• WRITTEN REQUEST: Copy out each line below that contains the string "range". Treat uppercase and lowercase letters as different.

|---|

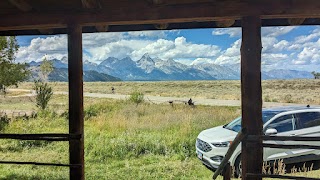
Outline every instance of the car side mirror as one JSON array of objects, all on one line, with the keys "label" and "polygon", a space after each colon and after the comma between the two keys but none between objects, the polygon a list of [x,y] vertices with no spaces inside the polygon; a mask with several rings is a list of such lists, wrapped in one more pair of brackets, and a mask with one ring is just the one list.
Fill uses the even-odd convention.
[{"label": "car side mirror", "polygon": [[269,129],[266,130],[266,135],[267,136],[275,135],[277,133],[278,133],[278,131],[276,129],[274,129],[274,128],[269,128]]}]

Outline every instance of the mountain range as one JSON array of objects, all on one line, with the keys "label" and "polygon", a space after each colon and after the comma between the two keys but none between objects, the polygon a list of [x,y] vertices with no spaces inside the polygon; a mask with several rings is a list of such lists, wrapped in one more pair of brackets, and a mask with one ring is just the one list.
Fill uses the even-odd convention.
[{"label": "mountain range", "polygon": [[[67,81],[67,57],[52,59],[55,70],[49,75],[51,81]],[[32,61],[31,68],[41,62]],[[35,68],[36,69],[36,68]],[[161,80],[217,80],[240,79],[240,64],[217,65],[198,63],[185,65],[172,59],[151,58],[148,54],[134,61],[130,57],[109,57],[101,63],[83,62],[85,81],[161,81]],[[307,71],[273,69],[262,71],[262,79],[305,79],[313,78]]]}]

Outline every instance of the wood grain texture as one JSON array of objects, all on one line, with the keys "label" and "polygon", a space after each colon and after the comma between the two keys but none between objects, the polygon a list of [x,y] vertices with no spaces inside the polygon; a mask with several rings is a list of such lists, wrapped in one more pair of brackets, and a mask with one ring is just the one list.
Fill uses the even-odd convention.
[{"label": "wood grain texture", "polygon": [[[241,44],[241,126],[247,135],[262,135],[262,88],[261,88],[261,20],[258,16],[242,18]],[[242,177],[248,180],[261,180],[259,177],[246,177],[246,173],[262,172],[262,140],[242,142]]]},{"label": "wood grain texture", "polygon": [[68,26],[68,73],[69,73],[69,133],[79,134],[80,139],[69,141],[70,164],[81,164],[70,168],[71,180],[84,179],[84,120],[83,120],[83,66],[82,27]]},{"label": "wood grain texture", "polygon": [[[37,2],[41,4],[41,1]],[[252,15],[262,19],[320,18],[318,0],[225,0],[195,4],[186,1],[184,4],[165,6],[156,6],[146,0],[122,0],[113,3],[100,1],[100,4],[101,9],[97,11],[81,11],[77,9],[76,4],[75,10],[66,11],[61,3],[60,10],[50,9],[43,4],[43,10],[39,9],[38,5],[39,10],[36,12],[3,14],[0,19],[0,31],[66,28],[71,22],[82,26],[97,26],[225,21]]]}]

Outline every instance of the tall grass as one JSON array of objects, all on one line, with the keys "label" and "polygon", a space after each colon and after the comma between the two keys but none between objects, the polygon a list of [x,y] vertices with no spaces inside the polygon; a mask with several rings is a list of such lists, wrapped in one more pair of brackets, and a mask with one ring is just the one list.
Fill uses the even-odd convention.
[{"label": "tall grass", "polygon": [[[206,128],[239,115],[236,107],[136,106],[128,101],[86,103],[87,179],[207,179],[195,153],[195,139]],[[13,120],[1,133],[66,133],[65,117]],[[68,163],[68,143],[0,141],[0,159]],[[130,173],[129,173],[130,172]],[[0,165],[0,179],[67,179],[65,168]]]}]

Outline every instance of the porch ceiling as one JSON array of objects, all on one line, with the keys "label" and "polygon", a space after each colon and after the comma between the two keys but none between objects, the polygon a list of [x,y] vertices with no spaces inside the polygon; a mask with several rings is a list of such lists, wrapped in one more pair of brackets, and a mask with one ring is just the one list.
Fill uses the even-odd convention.
[{"label": "porch ceiling", "polygon": [[240,27],[258,15],[262,26],[320,24],[319,0],[3,0],[0,35]]}]

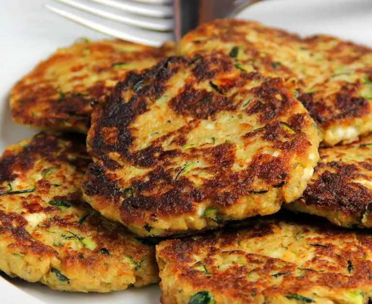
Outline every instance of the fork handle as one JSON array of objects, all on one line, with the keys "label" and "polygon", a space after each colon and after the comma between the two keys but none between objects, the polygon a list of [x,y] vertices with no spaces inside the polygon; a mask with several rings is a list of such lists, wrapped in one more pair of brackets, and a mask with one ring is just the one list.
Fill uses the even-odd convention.
[{"label": "fork handle", "polygon": [[[259,0],[258,0],[259,1]],[[258,0],[174,0],[176,40],[200,24],[218,18],[232,17]]]}]

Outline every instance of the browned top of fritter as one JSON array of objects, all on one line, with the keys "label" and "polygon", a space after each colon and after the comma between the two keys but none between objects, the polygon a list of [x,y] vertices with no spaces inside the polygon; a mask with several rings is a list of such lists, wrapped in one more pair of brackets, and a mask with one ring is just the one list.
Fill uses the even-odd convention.
[{"label": "browned top of fritter", "polygon": [[342,226],[372,227],[372,135],[319,152],[321,159],[314,176],[292,209]]},{"label": "browned top of fritter", "polygon": [[308,223],[256,220],[161,242],[163,303],[194,303],[188,301],[201,291],[215,301],[205,303],[216,304],[364,303],[372,287],[370,234]]},{"label": "browned top of fritter", "polygon": [[91,161],[86,150],[83,137],[40,134],[4,152],[0,270],[70,291],[107,292],[156,281],[154,247],[82,200],[79,185]]},{"label": "browned top of fritter", "polygon": [[[253,21],[216,20],[201,25],[181,41],[182,54],[222,50],[241,68],[299,79],[300,100],[325,131],[324,142],[352,141],[372,124],[372,49],[326,36],[304,39]],[[365,123],[365,122],[364,122]],[[353,133],[335,134],[352,126]]]},{"label": "browned top of fritter", "polygon": [[127,71],[151,66],[172,53],[170,44],[157,48],[108,40],[59,49],[12,90],[13,119],[39,129],[87,132],[92,100]]},{"label": "browned top of fritter", "polygon": [[239,204],[249,205],[251,213],[235,214],[244,217],[264,213],[262,200],[290,201],[307,178],[302,170],[315,165],[319,141],[296,88],[242,71],[218,53],[130,73],[95,106],[86,198],[141,227],[210,208],[228,214]]}]

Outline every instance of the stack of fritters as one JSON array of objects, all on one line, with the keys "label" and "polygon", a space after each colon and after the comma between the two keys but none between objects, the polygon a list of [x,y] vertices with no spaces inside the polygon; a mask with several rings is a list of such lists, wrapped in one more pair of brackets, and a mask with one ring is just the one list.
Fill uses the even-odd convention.
[{"label": "stack of fritters", "polygon": [[[165,304],[372,295],[372,236],[357,228],[372,226],[372,136],[359,140],[372,131],[371,49],[218,20],[177,51],[60,50],[16,85],[11,105],[38,128],[90,127],[92,159],[71,135],[5,152],[8,274],[69,291],[143,286],[158,279],[151,238],[167,237],[156,257]],[[287,211],[261,216],[282,205],[354,229]]]}]

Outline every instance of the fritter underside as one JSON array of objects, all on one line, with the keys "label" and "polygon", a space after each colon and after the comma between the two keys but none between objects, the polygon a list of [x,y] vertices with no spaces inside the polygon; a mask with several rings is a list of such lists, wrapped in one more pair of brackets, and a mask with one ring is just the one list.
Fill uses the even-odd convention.
[{"label": "fritter underside", "polygon": [[321,161],[292,210],[346,227],[372,227],[372,135],[347,146],[320,149]]}]

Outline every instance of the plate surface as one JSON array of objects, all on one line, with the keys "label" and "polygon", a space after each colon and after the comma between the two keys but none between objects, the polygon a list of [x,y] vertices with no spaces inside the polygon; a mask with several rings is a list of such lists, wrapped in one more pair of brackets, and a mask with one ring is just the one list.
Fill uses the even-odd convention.
[{"label": "plate surface", "polygon": [[[43,0],[3,1],[0,10],[0,152],[32,134],[12,122],[7,103],[14,83],[58,47],[78,38],[105,36],[46,11]],[[372,46],[370,0],[268,0],[240,13],[242,18],[261,21],[303,35],[326,33]],[[0,277],[1,304],[159,303],[156,286],[109,294],[61,293],[38,284]]]}]

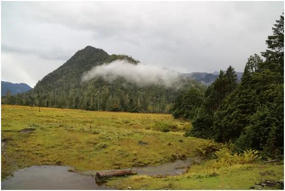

|---|

• TASK OUTPUT:
Outline every instance of the mountain range as one JSON array of objects, all on one line, with the keys "label" and "polygon", a space after each colon and after the comma between the two keys but none between objects, the polygon a list of [x,y] vertices with no spaces inside the polygon; a mask with several rings is a list of such lists, wrapped in one more pair of brackets, and a mask with one ring is just the one list.
[{"label": "mountain range", "polygon": [[[67,81],[67,57],[52,59],[55,70],[49,75],[51,81]],[[32,61],[31,68],[41,62]],[[35,68],[36,69],[36,68]],[[161,80],[217,80],[240,79],[240,64],[217,65],[198,63],[185,65],[172,59],[151,58],[148,54],[134,61],[130,57],[109,57],[101,63],[83,62],[85,81],[161,81]],[[307,71],[273,69],[262,71],[262,79],[305,79],[313,78]]]}]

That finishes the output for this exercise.